*** Block opens ***

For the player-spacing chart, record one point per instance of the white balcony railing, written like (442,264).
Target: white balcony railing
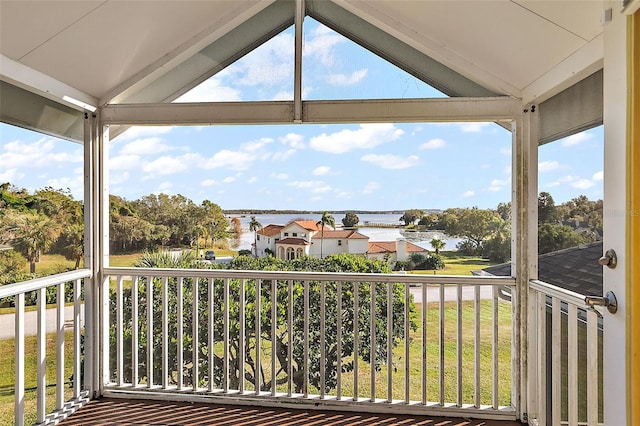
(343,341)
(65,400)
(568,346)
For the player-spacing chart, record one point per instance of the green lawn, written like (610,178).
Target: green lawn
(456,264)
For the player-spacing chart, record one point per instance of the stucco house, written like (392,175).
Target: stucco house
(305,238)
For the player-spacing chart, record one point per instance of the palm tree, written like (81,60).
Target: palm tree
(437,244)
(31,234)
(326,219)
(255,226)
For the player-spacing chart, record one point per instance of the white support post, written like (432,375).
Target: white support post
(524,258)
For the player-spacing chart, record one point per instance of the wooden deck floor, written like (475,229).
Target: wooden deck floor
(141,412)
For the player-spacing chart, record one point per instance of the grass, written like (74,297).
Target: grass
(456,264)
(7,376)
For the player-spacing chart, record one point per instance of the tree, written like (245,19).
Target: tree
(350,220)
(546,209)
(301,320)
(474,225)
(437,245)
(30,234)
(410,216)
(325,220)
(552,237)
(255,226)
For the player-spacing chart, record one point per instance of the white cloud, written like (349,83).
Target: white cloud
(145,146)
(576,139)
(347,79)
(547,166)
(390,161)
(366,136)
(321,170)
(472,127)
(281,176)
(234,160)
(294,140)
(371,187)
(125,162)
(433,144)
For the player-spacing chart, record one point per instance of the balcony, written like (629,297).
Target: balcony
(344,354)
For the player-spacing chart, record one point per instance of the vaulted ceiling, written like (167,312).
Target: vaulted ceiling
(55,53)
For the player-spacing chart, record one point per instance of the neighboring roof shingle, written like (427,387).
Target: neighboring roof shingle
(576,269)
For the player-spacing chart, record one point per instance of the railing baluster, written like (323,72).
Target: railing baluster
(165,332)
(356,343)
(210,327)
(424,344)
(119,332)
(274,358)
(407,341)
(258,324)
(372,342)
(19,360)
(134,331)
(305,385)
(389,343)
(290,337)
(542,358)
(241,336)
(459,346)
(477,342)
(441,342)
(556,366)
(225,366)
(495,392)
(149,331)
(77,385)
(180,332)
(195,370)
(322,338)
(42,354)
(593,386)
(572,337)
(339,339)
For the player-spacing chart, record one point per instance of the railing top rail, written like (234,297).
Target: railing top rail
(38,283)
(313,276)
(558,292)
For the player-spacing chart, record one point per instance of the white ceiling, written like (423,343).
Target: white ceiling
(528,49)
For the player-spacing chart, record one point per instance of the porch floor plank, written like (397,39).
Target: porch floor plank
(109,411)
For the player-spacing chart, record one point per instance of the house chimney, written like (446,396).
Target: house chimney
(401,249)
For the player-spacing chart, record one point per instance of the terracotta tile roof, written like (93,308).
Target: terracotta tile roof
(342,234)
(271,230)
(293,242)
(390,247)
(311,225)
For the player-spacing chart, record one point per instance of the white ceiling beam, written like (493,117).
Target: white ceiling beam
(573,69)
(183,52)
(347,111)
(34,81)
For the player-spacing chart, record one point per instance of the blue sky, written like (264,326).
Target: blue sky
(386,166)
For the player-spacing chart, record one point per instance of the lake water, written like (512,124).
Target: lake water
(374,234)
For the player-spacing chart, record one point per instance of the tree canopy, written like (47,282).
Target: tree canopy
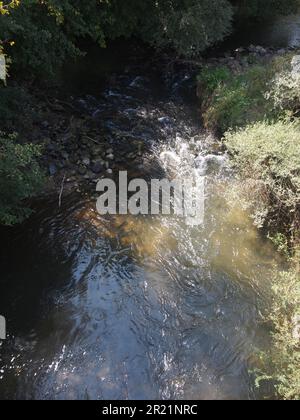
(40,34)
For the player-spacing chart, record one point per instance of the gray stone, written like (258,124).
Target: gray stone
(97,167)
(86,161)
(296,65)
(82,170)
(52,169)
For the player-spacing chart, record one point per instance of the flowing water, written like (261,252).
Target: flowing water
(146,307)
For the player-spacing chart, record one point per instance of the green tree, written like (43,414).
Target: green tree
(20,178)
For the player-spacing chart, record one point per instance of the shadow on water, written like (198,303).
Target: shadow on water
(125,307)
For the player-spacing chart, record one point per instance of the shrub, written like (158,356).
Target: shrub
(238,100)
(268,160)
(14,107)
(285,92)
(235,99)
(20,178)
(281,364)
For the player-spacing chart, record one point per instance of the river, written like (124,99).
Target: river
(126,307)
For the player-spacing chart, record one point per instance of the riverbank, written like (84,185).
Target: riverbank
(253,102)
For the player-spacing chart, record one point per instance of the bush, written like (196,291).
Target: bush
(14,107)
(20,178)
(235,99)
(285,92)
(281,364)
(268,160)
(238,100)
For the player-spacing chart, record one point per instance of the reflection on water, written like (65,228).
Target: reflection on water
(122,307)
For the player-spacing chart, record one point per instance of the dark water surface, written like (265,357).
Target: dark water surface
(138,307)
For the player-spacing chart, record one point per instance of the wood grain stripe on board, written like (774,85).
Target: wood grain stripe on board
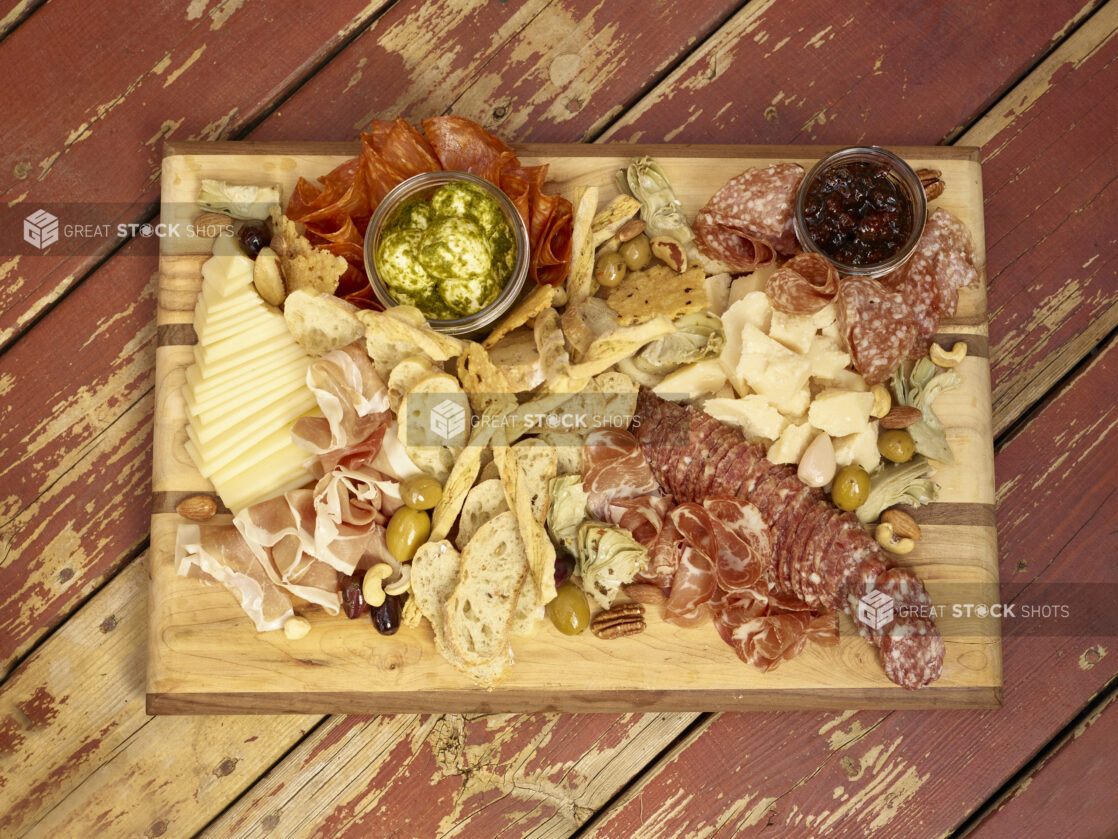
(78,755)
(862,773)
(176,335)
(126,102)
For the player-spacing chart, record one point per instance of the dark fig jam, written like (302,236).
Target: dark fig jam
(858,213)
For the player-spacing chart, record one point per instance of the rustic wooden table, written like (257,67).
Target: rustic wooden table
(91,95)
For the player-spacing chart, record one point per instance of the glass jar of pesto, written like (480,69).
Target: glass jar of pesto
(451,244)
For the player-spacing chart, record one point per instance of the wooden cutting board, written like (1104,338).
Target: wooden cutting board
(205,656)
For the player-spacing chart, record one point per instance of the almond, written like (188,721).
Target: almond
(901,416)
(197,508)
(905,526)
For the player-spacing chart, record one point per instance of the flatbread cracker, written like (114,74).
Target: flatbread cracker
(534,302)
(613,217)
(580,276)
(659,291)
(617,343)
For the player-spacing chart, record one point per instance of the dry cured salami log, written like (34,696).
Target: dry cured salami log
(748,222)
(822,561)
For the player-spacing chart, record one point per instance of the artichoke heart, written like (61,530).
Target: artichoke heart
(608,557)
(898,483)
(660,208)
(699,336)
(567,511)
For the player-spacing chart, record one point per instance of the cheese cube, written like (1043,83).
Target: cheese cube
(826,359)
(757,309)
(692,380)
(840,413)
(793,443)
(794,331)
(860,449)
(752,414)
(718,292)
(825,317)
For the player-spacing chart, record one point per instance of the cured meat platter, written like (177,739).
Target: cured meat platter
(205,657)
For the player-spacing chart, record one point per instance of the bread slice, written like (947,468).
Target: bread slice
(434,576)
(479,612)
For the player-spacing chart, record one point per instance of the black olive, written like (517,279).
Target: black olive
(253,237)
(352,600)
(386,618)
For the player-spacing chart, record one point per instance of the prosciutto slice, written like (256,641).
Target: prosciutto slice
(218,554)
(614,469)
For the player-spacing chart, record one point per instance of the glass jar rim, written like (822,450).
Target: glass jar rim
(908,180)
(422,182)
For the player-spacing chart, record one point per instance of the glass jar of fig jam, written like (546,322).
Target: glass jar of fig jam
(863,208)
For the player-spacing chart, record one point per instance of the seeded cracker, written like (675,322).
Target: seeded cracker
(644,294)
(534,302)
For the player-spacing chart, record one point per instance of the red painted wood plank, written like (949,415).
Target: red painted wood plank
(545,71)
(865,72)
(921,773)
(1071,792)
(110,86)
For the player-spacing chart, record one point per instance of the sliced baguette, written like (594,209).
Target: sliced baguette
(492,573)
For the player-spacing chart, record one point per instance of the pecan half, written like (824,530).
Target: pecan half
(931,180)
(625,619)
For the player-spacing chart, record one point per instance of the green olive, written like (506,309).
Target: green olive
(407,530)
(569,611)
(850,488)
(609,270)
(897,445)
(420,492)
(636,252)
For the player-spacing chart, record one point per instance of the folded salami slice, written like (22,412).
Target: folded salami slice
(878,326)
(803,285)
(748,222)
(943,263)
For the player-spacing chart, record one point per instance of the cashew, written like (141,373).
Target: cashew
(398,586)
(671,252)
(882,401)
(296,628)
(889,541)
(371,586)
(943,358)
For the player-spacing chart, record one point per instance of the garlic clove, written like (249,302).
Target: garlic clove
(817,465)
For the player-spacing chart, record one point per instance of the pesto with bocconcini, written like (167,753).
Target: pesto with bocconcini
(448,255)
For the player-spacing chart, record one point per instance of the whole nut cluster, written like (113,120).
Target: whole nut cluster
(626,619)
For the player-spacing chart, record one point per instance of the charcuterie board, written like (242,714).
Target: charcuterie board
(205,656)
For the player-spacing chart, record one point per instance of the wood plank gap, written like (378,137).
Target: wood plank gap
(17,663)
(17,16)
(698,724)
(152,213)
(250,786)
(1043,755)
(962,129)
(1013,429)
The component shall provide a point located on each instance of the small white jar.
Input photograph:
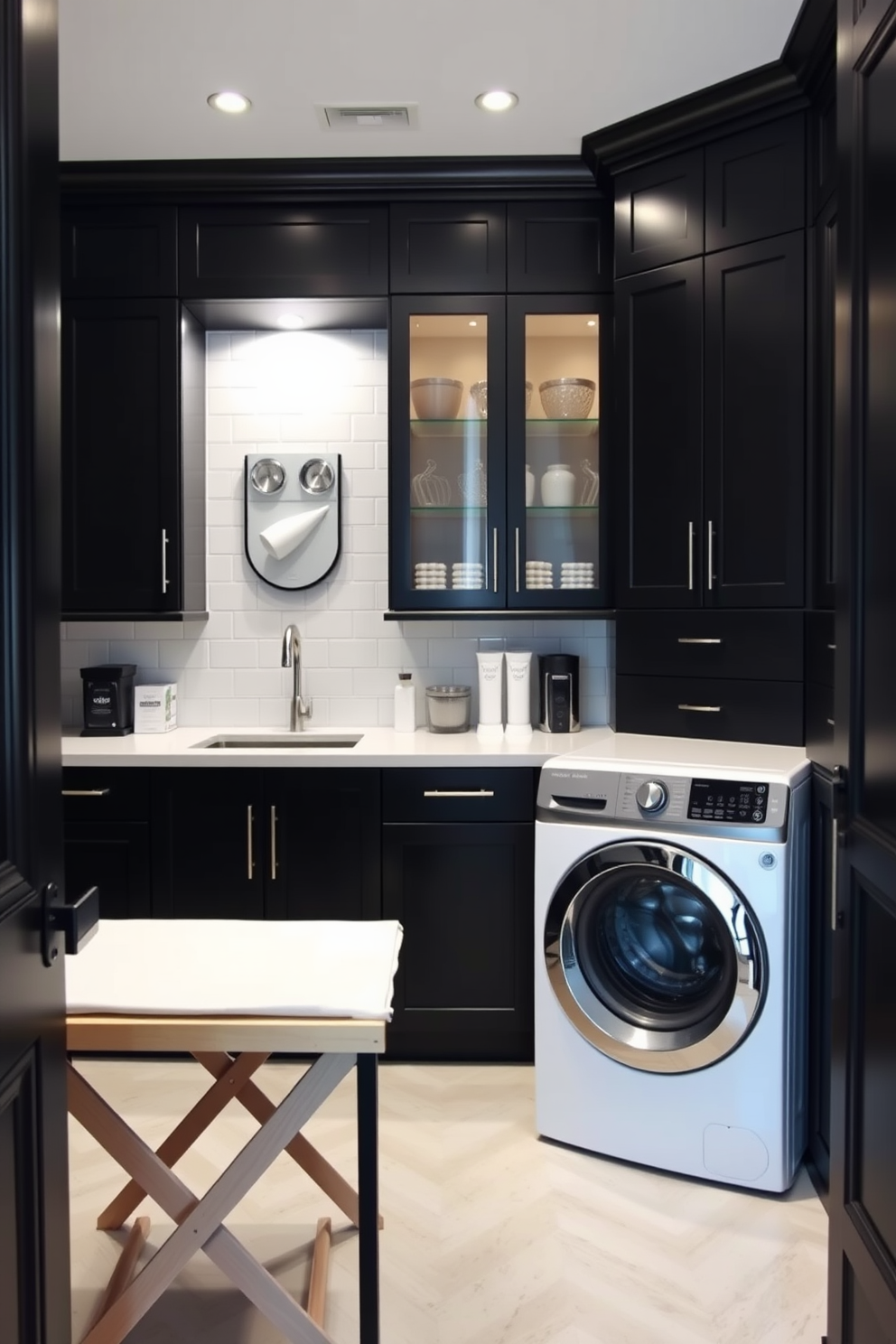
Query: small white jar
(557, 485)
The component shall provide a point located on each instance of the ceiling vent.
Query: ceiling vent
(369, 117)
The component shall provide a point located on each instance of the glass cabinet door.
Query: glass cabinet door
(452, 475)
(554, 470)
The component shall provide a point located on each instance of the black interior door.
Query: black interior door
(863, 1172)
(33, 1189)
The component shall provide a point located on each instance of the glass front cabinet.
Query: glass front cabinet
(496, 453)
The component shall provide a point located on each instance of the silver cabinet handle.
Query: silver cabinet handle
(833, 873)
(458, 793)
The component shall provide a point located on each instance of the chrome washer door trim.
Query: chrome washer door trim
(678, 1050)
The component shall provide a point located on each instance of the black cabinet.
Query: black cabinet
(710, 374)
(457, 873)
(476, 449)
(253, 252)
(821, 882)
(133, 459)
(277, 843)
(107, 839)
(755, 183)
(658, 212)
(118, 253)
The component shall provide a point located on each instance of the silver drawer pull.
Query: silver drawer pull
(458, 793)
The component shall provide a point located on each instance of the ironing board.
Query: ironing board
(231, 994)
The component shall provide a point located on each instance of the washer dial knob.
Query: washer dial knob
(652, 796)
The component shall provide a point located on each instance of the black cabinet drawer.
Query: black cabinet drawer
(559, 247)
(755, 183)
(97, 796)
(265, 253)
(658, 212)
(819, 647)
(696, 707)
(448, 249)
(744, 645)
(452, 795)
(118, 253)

*** Block closes ***

→ **Work item**
Give again, please, precisely the lines that begin the records and run through the line with "written like (81,60)." in it, keeping both end lines and dropping any pictures.

→ **Task response**
For the player-spacing chart, record one point per instance of the white balcony railing, written like (442,264).
Target: white balcony railing
(343,341)
(65,400)
(568,346)
For the player-spacing chart, record one point per instance of the green lawn, written like (610,178).
Target: green lawn
(456,264)
For the player-spacing chart, record one point per instance of the stucco house, written like (392,175).
Target: stucco house
(305,238)
For the player-spacing chart, record one point per instance of the palm tree, written like (81,60).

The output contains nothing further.